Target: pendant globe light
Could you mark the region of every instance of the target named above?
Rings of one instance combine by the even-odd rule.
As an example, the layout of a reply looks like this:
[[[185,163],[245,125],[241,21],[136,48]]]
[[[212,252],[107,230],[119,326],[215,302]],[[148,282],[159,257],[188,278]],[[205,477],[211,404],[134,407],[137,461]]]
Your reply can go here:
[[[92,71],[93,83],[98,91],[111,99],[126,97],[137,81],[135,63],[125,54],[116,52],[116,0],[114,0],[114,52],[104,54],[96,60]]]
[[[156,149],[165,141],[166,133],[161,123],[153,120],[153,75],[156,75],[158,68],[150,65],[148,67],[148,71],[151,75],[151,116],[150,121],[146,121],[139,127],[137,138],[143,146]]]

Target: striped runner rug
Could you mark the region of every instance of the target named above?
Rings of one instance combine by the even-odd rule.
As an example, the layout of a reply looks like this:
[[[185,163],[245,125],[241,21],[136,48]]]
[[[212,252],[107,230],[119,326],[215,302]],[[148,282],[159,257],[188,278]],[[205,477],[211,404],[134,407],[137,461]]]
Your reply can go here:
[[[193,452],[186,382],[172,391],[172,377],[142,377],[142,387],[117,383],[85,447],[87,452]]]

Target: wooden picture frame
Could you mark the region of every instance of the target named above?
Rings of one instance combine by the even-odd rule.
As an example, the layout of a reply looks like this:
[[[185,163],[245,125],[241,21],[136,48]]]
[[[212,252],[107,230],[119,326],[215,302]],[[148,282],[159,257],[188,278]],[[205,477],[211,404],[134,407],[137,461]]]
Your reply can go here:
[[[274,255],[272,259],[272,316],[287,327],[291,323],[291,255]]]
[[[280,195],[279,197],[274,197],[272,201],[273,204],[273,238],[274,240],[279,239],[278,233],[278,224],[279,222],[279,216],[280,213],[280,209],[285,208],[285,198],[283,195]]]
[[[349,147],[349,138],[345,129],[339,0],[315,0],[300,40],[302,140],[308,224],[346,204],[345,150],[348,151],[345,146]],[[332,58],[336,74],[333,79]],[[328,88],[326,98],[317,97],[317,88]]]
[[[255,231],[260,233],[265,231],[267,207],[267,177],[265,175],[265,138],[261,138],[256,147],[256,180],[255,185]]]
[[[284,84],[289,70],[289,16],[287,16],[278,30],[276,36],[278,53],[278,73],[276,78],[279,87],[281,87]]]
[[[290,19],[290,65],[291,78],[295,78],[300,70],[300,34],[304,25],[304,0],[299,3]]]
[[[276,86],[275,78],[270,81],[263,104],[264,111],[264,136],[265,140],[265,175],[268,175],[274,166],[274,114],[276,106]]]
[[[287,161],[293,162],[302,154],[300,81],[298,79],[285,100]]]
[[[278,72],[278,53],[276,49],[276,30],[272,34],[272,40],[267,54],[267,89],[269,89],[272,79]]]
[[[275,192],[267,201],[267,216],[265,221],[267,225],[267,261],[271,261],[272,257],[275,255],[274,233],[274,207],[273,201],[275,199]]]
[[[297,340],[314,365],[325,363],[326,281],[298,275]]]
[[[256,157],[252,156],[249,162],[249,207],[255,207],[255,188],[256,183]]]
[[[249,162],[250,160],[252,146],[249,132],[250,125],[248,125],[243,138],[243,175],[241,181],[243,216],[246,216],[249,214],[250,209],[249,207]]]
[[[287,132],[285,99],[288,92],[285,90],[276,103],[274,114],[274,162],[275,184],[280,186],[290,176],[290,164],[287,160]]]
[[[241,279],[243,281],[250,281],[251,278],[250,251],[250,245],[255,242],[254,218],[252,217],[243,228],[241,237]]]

Exercise aim:
Lay out every line of the entries above as a Markdown table with two columns, Row and Text, numbering the rows in order and leaving out blank lines.

Answer to this problem:
| Row | Text |
|---|---|
| 1 | Target: pendant globe light |
| 2 | Could you mark the region of every instance of the target named above? |
| 3 | Rings of one instance combine by the even-odd rule. |
| 4 | As an example, the layout of a reply looks like this: |
| 5 | [[[185,163],[245,125],[241,21],[136,48]]] |
| 6 | [[[212,252],[107,230],[119,326],[215,302]],[[148,282],[159,257],[188,278]],[[205,477],[211,404],[134,407],[137,461]]] |
| 7 | Your reply can go here: |
| 8 | [[[92,71],[93,83],[98,91],[111,99],[126,97],[137,81],[135,63],[125,54],[116,52],[116,0],[114,0],[114,52],[104,54],[96,60]]] |
| 9 | [[[156,149],[165,141],[166,133],[161,123],[153,120],[153,75],[156,75],[158,68],[150,65],[148,67],[148,71],[151,75],[151,116],[150,121],[146,121],[139,127],[137,138],[143,146]]] |
| 10 | Target: striped runner rug |
| 11 | Could you mark the region of every instance of the target named above? |
| 12 | Rings of one instance combine by the even-odd rule. |
| 13 | As an example, the layout of a reply looks like this: |
| 14 | [[[185,163],[245,125],[241,21],[136,48]]] |
| 15 | [[[212,252],[107,230],[119,326],[215,302]],[[148,282],[159,257],[188,278]],[[205,477],[211,404],[134,407],[137,461]]] |
| 16 | Your reply can go here: |
| 17 | [[[193,452],[186,382],[172,391],[172,377],[142,377],[142,387],[117,383],[85,447],[87,452]]] |
| 18 | Target: wooden picture frame |
| 19 | Could you mark the region of every instance of the target named above? |
| 20 | Rings of one instance combine by the even-odd rule. |
| 21 | As an example, the layout of a reply looks like this: |
| 22 | [[[185,163],[245,125],[241,21],[136,48]]] |
| 23 | [[[212,252],[107,230],[119,326],[215,302]],[[148,282],[159,257],[188,278]],[[205,477],[211,404],[134,407],[137,461]]] |
| 24 | Your reply can go here: |
| 25 | [[[274,255],[272,259],[272,316],[287,327],[291,323],[291,255]]] |
| 26 | [[[280,195],[279,197],[274,197],[272,201],[273,204],[273,238],[274,240],[279,239],[278,233],[278,224],[279,222],[279,216],[280,213],[280,209],[285,208],[285,198],[283,195]]] |
| 27 | [[[349,147],[349,138],[345,129],[339,0],[315,0],[300,40],[302,140],[308,224],[346,204],[345,150],[348,151],[345,146]],[[332,58],[336,74],[333,79]],[[328,88],[326,98],[317,97],[317,88]]] |
| 28 | [[[255,231],[260,233],[265,231],[267,207],[267,177],[265,175],[265,138],[261,138],[256,147],[256,180],[255,185]]] |
| 29 | [[[284,84],[289,70],[289,16],[287,16],[278,30],[276,36],[278,53],[278,73],[276,78],[279,87],[281,87]]] |
| 30 | [[[290,19],[290,65],[291,78],[295,78],[300,70],[300,34],[304,25],[304,0],[299,3]]] |
| 31 | [[[276,86],[275,78],[270,81],[263,104],[264,111],[264,136],[265,140],[265,175],[268,175],[274,166],[274,114],[276,106]]] |
| 32 | [[[287,161],[293,162],[302,154],[300,81],[298,79],[285,100]]] |
| 33 | [[[278,72],[278,53],[276,49],[276,30],[272,34],[272,40],[267,54],[267,89],[269,89],[272,79]]] |
| 34 | [[[275,192],[267,201],[267,216],[265,221],[267,225],[267,261],[271,261],[272,257],[275,255],[274,233],[274,207],[273,201],[275,199]]] |
| 35 | [[[297,340],[314,365],[325,363],[326,281],[298,275]]] |
| 36 | [[[256,157],[252,156],[249,162],[249,207],[255,207],[255,188],[256,183]]] |
| 37 | [[[249,162],[250,160],[252,146],[249,132],[250,125],[248,125],[243,138],[243,175],[241,181],[243,216],[246,216],[249,214],[250,209],[249,207]]] |
| 38 | [[[287,132],[285,99],[288,92],[285,90],[276,103],[274,114],[274,162],[275,184],[280,186],[290,176],[290,164],[287,160]]] |
| 39 | [[[241,279],[243,281],[250,281],[251,278],[250,251],[250,245],[255,242],[254,218],[252,217],[243,228],[241,237]]] |